> **Quoted text**
When you recognise all of a sudden, with total clarity, that you have been holding on to someone or something for so long, and now it's time to finally let go. And, in the same moment, you do let go. Completely. Like exhaling through every cell in your body. Gone. Weight lifted. This letting go doesn't feel like a conscious decision; you may have told yourself many times before that you "need to let go" of this person or thing, whilst still repeating the same cycle of holding on behaviour. But THIS real letting go just happens; it's not yet another "try to" or plan of action. It's accompanied by lightness, a smile, bemeusement. It's easy. It's real. It feels loving;non judgemental. It's like it has been given to you .. at last, and often after much struggle. Some might call it grace, the gift of grace perhaps. It's a magical moment. Though the people that care for you may compliment you on your "moving on at last", you know that you didn't achieve it without some sort of external intervention. You may have your own perspectives or beliefs on what that external intervention was; regardless, you know you didn't achieve it on your own. It's a humbling and positive experience.
What do we hold on to?

> **Set task**
In the text on letting go, what might some people call the experience of real letting go?

[Saved entries]
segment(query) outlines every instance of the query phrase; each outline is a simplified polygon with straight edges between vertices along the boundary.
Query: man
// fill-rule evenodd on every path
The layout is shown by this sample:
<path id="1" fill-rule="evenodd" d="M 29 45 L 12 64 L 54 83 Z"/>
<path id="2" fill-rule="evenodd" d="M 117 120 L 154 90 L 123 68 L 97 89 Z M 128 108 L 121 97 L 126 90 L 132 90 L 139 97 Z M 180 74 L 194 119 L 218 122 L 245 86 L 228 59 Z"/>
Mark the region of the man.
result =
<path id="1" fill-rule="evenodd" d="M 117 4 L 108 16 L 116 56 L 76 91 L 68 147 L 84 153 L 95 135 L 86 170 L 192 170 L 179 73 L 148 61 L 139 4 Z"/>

> **The response**
Grace, or perhaps the gift of grace.